-- start Quoted passage --

1. Introduction
Minimizing formation damage that occurs during conventional drilling is a critical point for optimizing an oil field development, especially in fractured carbonate reservoirs that often exhibit low matrix permeability. Drilling fluid invasion into fractured formations can create severe formation damage around the wellbore and reduce the productivity of the well and ultimately the recovery factor for the field. Therefore, minimizing fluid invasion in this type of reservoir is very important. The drilling operation in which the drilling fluid pressure in the borehole is maintained below the pressure in the formation pressure is called underbalanced drilling (UBD). The productivity benefits of underbalanced drilling are well known in the industry. When UBD is implemented correctly, it may considerably reduce or eliminate mud invasion into the fracture systems. Even though UBD has many advantages over overbalanced drilling (OBD), quantification of possible formation damage effects by comprehensive reservoir characterization and feasibility studies is central to judge the feasibility of UBD [
1].
Different approaches to analyze the feasibility of UBD are reported in the literature. Ding
et al. [
2] presented a model for evaluation of well performance by taking into account the near-wellbore formation damage. This model applies laboratory data related to filter cake properties in analyzing formation damage for horizontal wells, using relative permeabilities to represent effects of formation damage due to polymer adsorption/retention, water blocking, etc. The model can be used to evaluate formation damage in heterogeneous media. In their next work, Ding
et al. [
3] presented a model of near wellbore formation damage in anisotropic media, which is particularly important for horizontal wells.
Leising and Rike [
4] used an analytical model to estimate the productivity index (PI) for UBD and OBD cases, respectively. Different skin factors were applied; however, no feature was included in the model to represent the dynamic filtration process. Lietard and Unwin [
5] presented an analytical equation to predict the invasion radius in fractured reservoirs as function of drilling parameters and fracture aperture. This equation is limited to infinite fracture conductivity and the basic model reflects the fluid flow between two parallel plates with constant width. They used numerical methods to solve the equation and concluded that an analytical solution was not possible for mud with positive yield values.

-- end Quoted passage --
-- start Material to process --

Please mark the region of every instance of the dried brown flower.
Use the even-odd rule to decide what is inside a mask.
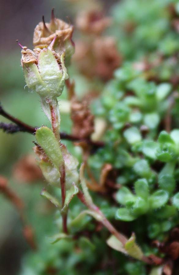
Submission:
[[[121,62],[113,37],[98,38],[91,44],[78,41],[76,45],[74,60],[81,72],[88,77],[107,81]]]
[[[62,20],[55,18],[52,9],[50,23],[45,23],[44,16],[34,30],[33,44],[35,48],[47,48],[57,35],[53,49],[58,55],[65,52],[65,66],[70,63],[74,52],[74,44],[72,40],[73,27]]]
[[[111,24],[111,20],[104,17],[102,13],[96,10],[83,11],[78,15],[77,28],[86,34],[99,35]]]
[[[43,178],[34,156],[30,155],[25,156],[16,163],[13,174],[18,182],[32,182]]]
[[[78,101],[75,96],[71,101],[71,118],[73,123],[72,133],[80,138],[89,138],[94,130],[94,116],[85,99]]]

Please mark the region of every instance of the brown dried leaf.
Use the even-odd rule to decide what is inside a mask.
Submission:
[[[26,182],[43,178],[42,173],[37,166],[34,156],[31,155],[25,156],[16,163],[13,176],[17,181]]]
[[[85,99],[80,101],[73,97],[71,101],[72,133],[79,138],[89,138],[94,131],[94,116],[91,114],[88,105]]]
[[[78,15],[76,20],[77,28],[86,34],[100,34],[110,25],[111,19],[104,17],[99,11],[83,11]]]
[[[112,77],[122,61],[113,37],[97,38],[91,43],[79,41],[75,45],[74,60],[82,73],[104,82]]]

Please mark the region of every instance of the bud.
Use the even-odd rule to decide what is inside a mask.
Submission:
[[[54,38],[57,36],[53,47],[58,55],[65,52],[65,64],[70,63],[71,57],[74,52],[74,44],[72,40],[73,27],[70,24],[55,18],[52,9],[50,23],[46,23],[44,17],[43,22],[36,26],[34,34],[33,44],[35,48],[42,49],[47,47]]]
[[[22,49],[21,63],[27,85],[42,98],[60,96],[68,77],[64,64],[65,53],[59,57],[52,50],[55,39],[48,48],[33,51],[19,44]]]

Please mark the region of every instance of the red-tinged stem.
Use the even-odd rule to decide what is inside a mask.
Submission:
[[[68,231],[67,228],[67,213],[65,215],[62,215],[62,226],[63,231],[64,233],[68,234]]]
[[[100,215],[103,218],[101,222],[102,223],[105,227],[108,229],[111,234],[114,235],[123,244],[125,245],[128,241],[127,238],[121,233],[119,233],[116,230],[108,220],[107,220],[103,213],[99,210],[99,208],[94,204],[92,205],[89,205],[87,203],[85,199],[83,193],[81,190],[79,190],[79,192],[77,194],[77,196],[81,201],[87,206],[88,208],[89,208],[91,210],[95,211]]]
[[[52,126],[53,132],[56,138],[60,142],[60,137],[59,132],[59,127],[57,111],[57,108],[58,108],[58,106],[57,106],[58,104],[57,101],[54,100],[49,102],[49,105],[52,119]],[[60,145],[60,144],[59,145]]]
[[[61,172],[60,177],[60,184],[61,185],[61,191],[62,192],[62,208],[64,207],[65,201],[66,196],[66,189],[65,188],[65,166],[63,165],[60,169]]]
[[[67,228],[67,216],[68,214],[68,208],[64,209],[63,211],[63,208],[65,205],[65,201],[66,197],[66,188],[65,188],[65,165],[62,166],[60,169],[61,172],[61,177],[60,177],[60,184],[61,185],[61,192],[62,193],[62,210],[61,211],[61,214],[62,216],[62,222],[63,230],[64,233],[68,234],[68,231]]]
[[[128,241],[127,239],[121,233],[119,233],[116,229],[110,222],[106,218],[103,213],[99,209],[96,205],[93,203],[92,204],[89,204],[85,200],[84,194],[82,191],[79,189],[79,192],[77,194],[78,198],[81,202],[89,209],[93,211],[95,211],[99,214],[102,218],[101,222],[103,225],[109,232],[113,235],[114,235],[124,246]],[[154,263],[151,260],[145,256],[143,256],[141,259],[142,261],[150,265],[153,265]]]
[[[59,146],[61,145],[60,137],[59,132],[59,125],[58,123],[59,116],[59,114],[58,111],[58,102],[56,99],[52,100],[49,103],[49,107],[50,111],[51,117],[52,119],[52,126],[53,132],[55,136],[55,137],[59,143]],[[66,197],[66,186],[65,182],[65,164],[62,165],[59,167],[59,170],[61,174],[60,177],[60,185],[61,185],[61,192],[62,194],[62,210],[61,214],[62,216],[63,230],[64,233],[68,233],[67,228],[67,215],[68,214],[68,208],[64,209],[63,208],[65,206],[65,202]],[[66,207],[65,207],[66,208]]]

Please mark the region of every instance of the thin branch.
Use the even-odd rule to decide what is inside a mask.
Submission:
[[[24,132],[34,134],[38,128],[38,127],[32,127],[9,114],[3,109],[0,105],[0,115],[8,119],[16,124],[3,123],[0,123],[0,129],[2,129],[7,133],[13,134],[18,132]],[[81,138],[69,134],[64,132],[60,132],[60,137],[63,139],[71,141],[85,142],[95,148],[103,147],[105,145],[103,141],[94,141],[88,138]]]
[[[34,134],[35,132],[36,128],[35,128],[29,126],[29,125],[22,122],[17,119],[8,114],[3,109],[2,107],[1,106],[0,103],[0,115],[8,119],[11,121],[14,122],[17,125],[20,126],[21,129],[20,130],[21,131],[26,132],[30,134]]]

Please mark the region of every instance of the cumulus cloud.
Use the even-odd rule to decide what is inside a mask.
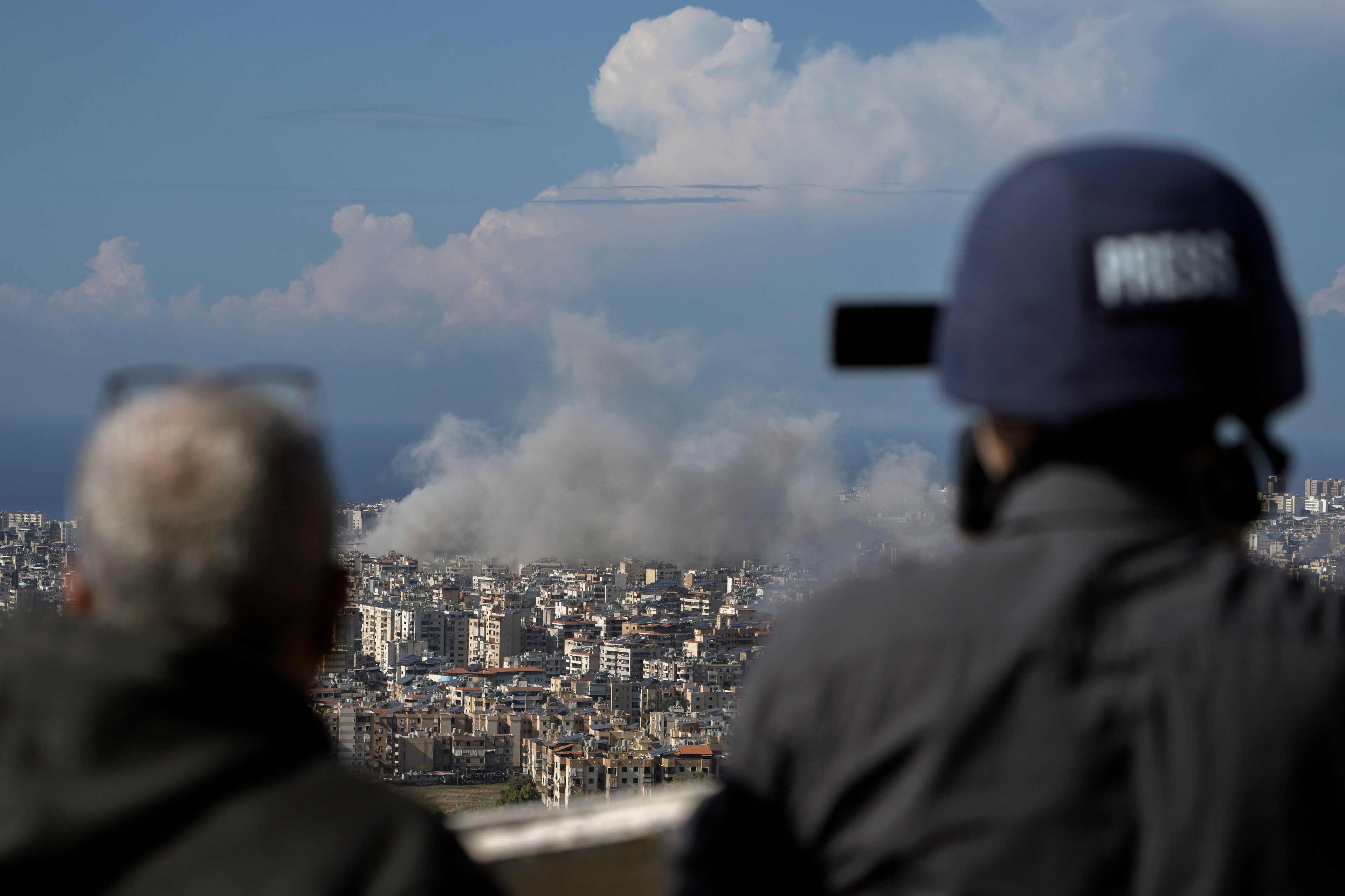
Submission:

-- end Material to process --

■ Problem 1:
In the entries, from the line containing "Please mark the region of every instance of the thin" through the end of the entries, swap "thin branch" for "bare twig" and leave everything else as it is. Give back only those lines, omitting the pictures.
■ Problem 2:
Carry on the introduction about underbalanced drilling from where it stops.

■ Task answer 1:
Please mark the region of every instance of the bare twig.
Use the even-odd rule to decide what is inside a mask.
Submission:
[[[24,132],[34,134],[38,128],[38,127],[32,127],[9,114],[3,109],[0,105],[0,115],[8,119],[16,124],[3,123],[0,123],[0,129],[2,129],[7,133],[13,134],[18,132]],[[81,138],[69,134],[64,132],[60,132],[60,137],[63,139],[71,141],[85,142],[95,148],[103,147],[105,145],[103,141],[94,141],[88,138]]]
[[[34,134],[35,132],[36,128],[35,128],[29,126],[29,125],[22,122],[17,119],[8,114],[3,109],[2,107],[1,106],[0,103],[0,115],[8,119],[11,121],[14,122],[17,125],[20,126],[21,129],[20,130],[21,131],[26,132],[30,134]]]

Please mark the region of every instance of the cumulus cloud.
Use the even-odd rule to decide what is inside a mask.
Submission:

■ Task answer 2:
Suryanarayana
et al. [
6] introduced an approach for a formation damage study by incorporating a model calibrated on dynamic core flood test results into a dynamic reservoir simulator. The simulator is based on an ultra-fine grid, and it applies an effective permeability distribution within the invaded zone based on the return permeability data from the laboratory study. This study did not include the fractured reservoir case and used only a single porosity model.
Salimi and Andersen [
7] have studied formation damage in fractured reservoir formations. They considered a dual porosity model including a Warren-Root configuration to simulate the mechanism of productivity improvement by an UBD operation. Xiong and Shan [
8] have studied reservoir criteria for selecting underbalanced drilling candidates. They used an incremental net present value (NPV) model to analyze economic benefits of UBD operations. In their work, they employed a numerical simulation method that considers formation damage mechanisms to investigate productivity improvement mechanisms by UBD.
Ding
et al. [
3] presented a numerical approach to modelling possible formation damage during UBD in a homogenous reservoir. In their work, they used a two-phase flow model to describe invasive formation damage during UBD. To simulate temporary overbalanced time periods, the model developed for OBD in their previous work was used. However, in their paper they did not discuss the aspects of fractures or heterogeneous reservoirs.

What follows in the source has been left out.